What you have to do:
Can you copy the items from the line with "Q: For every instance of the purple" to the line with "[(442, 863)]", both included, with each request kept as is and 146 added to every pixel coordinate in the answers?

Provided material:

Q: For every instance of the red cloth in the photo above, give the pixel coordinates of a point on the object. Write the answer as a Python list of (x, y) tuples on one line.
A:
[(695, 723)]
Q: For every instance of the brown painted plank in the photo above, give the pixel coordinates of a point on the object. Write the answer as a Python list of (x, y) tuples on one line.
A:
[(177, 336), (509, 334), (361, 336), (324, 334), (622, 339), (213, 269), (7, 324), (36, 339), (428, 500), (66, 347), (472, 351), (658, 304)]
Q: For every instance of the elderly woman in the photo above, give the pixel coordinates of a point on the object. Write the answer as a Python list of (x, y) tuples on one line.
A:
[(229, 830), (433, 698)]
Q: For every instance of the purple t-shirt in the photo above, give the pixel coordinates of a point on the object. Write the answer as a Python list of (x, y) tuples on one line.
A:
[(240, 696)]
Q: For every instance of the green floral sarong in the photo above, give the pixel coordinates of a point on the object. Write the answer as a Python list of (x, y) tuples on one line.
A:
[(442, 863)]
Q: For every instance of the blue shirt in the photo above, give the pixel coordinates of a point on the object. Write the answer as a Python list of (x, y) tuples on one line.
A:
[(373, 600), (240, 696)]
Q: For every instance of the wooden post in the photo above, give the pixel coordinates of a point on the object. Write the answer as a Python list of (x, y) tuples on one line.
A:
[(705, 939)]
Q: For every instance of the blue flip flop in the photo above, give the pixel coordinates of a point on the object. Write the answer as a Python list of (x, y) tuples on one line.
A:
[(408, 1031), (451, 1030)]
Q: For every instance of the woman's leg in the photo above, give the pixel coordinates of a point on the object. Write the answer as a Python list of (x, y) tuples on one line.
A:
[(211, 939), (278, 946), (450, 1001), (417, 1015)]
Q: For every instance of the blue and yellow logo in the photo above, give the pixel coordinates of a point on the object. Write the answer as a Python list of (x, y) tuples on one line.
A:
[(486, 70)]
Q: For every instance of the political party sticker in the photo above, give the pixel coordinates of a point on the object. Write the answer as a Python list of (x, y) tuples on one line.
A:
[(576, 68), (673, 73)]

Response to the task:
Q: For every instance of the purple t-shirt in the photo above, give the pixel coordinates of a point on the object. Write the answer as a Python list of (x, y) tuples on one line.
A:
[(386, 842)]
Q: For every instance of the green floral sarong in the photo above, give the pixel coordinates of a point on the object. Write the answer as a Python list of (x, y) tuples on one line.
A:
[(588, 1009)]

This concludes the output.